» **Text excerpt**

Additionally, Spanish missionaries used techniques that were less brutal than that of conquistadors. In this way, they were more successful in winning over the indigenous people. For example, missionaries took Aztec sons from their wealthy families. The boys were taught at new Christian schools. They studied the Catholic religion and obedience.
Indigenous strategies
The conversion of the Americas often gets called a “religious conquest.” But elements of both religions blended together. Some indigenous peoples saw similarities between the two religions. For example, each had a ranking system for priests. There were similar symbols and practices. The Aztecs were also familiar with conquering nations pushing their gods on conquered people. Still, indigenous people did not completely abandon old practices and gods. Spanish missionaries often found Catholic images near statues of Aztec gods.
Some indigenous people converted for protection. The Dominican priest Bartolomé de las Casas helped the indigenous people. He convinced the Spanish king to forbid the abuse of indigenous people. Converting was also an opportunity for many people. Indigenous Christians had a better position in colonial society. Again, we see that converting was not a simple act of accepting or rejecting.
Basílica de Nuestra Señora de Guadalupe
The Basilica of Our Lady of Guadalupe is in Mexico City. It’s perhaps the most important example of religious syncretism. Supposedly an indigenous man named Juan Diego had a vision in 1531. He claimed to see the Virgin Mary on the Hill of Tepeyac in Mexico City. She told him to build a church. Juan Diego convinced the Catholic leaders to build the church. They dedicated it to “the Virgin of Guadalupe.” By the 1600s, the shrine was a popular religious site for visitors. The image of the Lady of Guadalupe emerged as an important symbol. Indigenous converts especially saw her as their protector.
Some historians argue that the Spanish invented this story. The Catholic church was built over an Aztec shrine to the goddess, Tonantzin. The Guadalupe story could have been a way to cover this up. Other historians claim that this tradition is the result of syncretism. Worshippers of Tonantzin combined their imagery with the black Virgin of Guadalupe of Extremadura.

Data entries:
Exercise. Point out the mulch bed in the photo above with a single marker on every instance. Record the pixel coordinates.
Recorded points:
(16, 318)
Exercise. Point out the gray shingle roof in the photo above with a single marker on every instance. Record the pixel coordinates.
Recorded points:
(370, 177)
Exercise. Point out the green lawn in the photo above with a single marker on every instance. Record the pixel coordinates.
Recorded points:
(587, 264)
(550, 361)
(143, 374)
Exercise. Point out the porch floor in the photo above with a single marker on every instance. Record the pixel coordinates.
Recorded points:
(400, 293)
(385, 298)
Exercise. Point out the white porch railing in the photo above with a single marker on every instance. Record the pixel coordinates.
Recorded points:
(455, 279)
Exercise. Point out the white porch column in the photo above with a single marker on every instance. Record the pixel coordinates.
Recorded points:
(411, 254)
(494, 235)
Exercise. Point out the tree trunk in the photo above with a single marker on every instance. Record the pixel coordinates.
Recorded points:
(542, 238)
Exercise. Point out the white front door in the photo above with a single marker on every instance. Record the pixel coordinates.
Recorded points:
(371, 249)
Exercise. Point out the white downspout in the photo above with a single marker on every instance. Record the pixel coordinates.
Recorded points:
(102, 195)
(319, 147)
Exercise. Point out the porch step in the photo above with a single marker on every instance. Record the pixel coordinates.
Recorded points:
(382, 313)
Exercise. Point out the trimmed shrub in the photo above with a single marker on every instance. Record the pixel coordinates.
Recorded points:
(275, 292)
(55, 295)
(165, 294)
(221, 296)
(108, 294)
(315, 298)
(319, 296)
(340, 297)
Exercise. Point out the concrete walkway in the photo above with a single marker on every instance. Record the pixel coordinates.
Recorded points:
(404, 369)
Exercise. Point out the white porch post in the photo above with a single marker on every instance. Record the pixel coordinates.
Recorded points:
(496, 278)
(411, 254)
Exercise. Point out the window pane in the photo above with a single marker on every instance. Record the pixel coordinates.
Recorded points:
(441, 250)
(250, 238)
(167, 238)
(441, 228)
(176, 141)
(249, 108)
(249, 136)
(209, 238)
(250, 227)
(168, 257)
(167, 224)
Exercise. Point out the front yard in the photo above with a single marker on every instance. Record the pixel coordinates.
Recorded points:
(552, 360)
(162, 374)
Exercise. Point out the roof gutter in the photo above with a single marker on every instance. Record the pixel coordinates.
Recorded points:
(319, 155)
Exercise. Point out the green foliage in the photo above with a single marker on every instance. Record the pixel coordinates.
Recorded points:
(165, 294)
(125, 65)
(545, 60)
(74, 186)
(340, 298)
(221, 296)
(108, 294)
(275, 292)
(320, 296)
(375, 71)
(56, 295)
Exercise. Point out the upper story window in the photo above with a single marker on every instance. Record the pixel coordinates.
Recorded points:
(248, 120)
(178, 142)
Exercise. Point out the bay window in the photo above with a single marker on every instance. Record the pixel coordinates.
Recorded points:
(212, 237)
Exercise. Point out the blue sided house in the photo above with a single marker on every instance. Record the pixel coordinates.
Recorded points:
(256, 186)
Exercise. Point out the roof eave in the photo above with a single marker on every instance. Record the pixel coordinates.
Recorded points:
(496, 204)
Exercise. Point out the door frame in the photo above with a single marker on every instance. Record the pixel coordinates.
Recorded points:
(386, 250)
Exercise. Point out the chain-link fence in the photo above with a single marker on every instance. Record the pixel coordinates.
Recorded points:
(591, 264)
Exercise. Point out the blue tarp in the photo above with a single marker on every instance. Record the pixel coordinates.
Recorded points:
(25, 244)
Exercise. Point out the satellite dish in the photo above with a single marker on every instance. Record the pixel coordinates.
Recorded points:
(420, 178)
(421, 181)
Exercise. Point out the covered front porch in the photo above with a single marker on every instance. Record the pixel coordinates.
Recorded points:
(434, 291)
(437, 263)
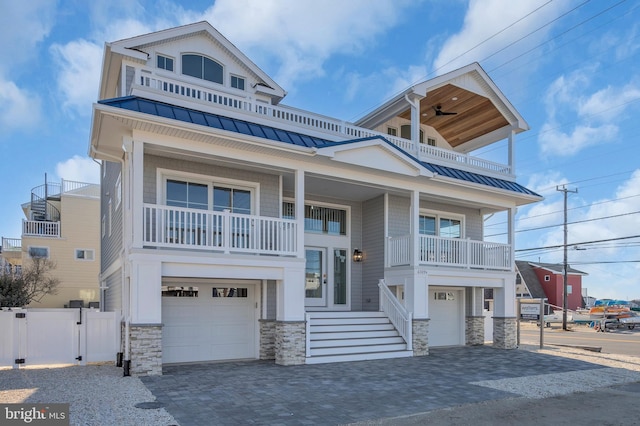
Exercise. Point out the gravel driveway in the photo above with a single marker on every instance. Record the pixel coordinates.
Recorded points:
(98, 394)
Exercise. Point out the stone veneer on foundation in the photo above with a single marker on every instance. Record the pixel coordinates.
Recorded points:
(290, 342)
(504, 332)
(420, 337)
(267, 339)
(145, 344)
(474, 331)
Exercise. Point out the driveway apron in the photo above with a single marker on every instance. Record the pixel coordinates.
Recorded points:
(262, 393)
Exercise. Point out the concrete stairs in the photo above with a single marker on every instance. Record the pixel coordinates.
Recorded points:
(352, 336)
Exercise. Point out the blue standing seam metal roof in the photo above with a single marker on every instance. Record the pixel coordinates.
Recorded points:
(161, 109)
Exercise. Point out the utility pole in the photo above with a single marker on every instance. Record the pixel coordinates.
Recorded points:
(564, 265)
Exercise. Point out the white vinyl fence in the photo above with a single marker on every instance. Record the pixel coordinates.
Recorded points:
(57, 336)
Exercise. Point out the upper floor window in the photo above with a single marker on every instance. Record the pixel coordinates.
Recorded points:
(165, 63)
(237, 82)
(85, 254)
(440, 226)
(319, 219)
(202, 67)
(202, 194)
(405, 132)
(39, 252)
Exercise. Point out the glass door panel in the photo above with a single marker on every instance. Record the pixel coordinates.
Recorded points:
(339, 277)
(315, 277)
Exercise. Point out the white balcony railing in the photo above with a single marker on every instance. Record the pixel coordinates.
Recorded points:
(314, 122)
(36, 228)
(166, 226)
(456, 252)
(11, 244)
(397, 314)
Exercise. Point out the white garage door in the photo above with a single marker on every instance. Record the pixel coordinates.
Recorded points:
(208, 322)
(446, 327)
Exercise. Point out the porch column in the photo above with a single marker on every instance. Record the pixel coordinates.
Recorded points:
(504, 315)
(299, 196)
(136, 155)
(145, 325)
(512, 152)
(415, 228)
(474, 321)
(511, 237)
(290, 327)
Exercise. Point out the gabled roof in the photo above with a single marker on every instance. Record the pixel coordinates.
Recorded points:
(134, 48)
(556, 268)
(187, 115)
(483, 115)
(530, 279)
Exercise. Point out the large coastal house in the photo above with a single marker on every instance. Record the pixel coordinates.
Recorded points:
(240, 228)
(61, 224)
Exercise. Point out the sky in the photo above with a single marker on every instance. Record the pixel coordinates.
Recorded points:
(570, 67)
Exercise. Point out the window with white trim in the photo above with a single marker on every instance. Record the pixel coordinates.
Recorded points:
(237, 82)
(164, 62)
(198, 192)
(441, 225)
(85, 254)
(319, 219)
(38, 252)
(201, 67)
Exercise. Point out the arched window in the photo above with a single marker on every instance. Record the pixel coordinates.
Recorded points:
(201, 67)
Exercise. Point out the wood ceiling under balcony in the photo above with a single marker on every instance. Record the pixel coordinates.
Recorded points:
(476, 115)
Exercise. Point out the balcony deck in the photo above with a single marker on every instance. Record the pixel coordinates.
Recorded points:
(147, 84)
(177, 227)
(453, 252)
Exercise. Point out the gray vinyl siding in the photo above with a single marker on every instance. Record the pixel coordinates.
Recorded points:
(269, 184)
(111, 243)
(113, 293)
(374, 246)
(399, 216)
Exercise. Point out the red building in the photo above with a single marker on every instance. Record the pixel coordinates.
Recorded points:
(548, 278)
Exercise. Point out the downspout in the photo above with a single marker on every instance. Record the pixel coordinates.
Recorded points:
(127, 317)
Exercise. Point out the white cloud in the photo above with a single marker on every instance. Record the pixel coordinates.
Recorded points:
(23, 24)
(553, 141)
(597, 115)
(79, 64)
(19, 108)
(609, 103)
(483, 21)
(79, 169)
(301, 36)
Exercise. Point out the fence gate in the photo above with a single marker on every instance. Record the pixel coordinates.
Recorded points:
(57, 336)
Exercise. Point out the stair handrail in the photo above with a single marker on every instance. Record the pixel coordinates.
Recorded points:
(401, 319)
(51, 212)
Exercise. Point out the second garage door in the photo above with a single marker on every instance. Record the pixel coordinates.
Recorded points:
(208, 322)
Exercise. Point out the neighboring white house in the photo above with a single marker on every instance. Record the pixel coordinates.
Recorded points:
(235, 227)
(61, 224)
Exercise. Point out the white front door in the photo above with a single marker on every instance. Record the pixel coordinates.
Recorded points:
(446, 320)
(316, 277)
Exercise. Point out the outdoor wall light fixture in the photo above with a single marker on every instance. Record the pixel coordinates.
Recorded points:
(357, 255)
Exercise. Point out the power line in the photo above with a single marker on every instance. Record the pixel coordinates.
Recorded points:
(568, 223)
(577, 244)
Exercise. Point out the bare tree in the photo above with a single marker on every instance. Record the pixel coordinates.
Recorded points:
(30, 285)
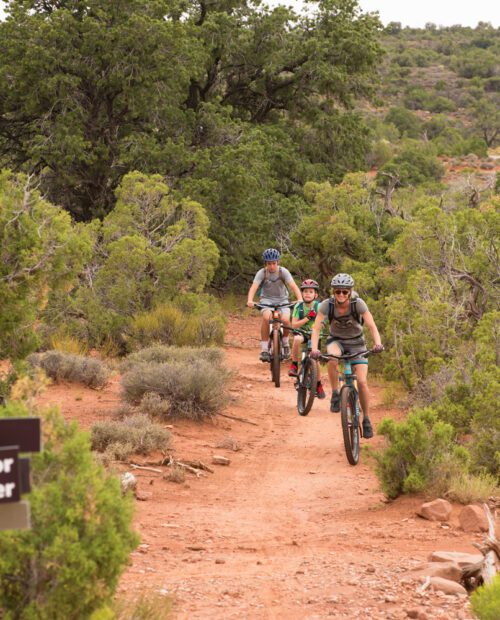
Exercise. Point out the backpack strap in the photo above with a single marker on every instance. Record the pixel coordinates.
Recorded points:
(353, 309)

» **What to produce**
Output the section of the text on the conversion of the Americas that begins at the words "Additionally, Spanish missionaries" and stops after the words "religion and obedience.", copying it word for word.

» **Response to the exercise**
Additionally, Spanish missionaries used techniques that were less brutal than that of conquistadors. In this way, they were more successful in winning over the indigenous people. For example, missionaries took Aztec sons from their wealthy families. The boys were taught at new Christian schools. They studied the Catholic religion and obedience.